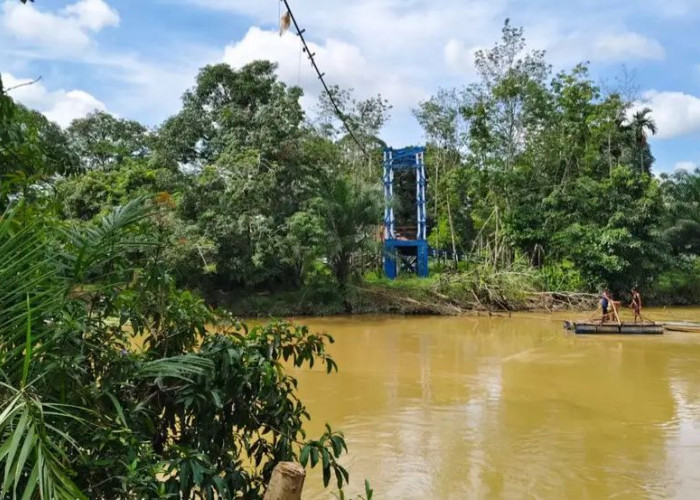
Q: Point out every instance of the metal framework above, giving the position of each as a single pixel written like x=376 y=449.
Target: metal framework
x=407 y=254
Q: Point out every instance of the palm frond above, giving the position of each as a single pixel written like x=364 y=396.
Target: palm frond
x=32 y=451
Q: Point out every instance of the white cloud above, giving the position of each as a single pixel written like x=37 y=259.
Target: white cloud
x=688 y=166
x=92 y=14
x=459 y=57
x=63 y=32
x=60 y=106
x=626 y=46
x=675 y=113
x=344 y=63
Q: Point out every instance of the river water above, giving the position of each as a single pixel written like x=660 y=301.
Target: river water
x=465 y=407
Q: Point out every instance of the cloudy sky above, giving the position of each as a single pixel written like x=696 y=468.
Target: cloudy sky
x=134 y=58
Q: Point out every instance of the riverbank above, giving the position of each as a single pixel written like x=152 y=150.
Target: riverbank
x=443 y=295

## What to do:
Could you format every line of the listing above as a JSON array of strings, one string per line with blank lines omitted, and leave the pictures out?

## Finished task:
[
  "Q: Point out every instance of the metal framework above, giving the position of each as a single pixel written like x=376 y=449.",
  "Target: metal framework",
  "x=407 y=254",
  "Q: Point out every instance of the palm frond above, giving the position of each as a single pixel written like x=364 y=396.",
  "Target: palm frond",
  "x=32 y=451",
  "Q: Point out every instance of the white cloud above, giving the position of each as a single pixel written like x=37 y=259.",
  "Target: white cloud",
  "x=688 y=166",
  "x=92 y=14",
  "x=459 y=57",
  "x=63 y=32",
  "x=60 y=106",
  "x=626 y=46",
  "x=675 y=113",
  "x=344 y=63",
  "Q: Point out every instance of the river water above, giving the position of each as a single pixel written like x=660 y=301.",
  "Target: river water",
  "x=465 y=407",
  "Q: Point out every instance of the cloudy sky above, giving the position of each as a single pixel written like x=696 y=468.",
  "Target: cloudy sky",
  "x=134 y=58",
  "Q: Point out every instance of the riverbank above, giving the position of each as a single pixel written like x=152 y=150.",
  "Target: riverbank",
  "x=443 y=295"
]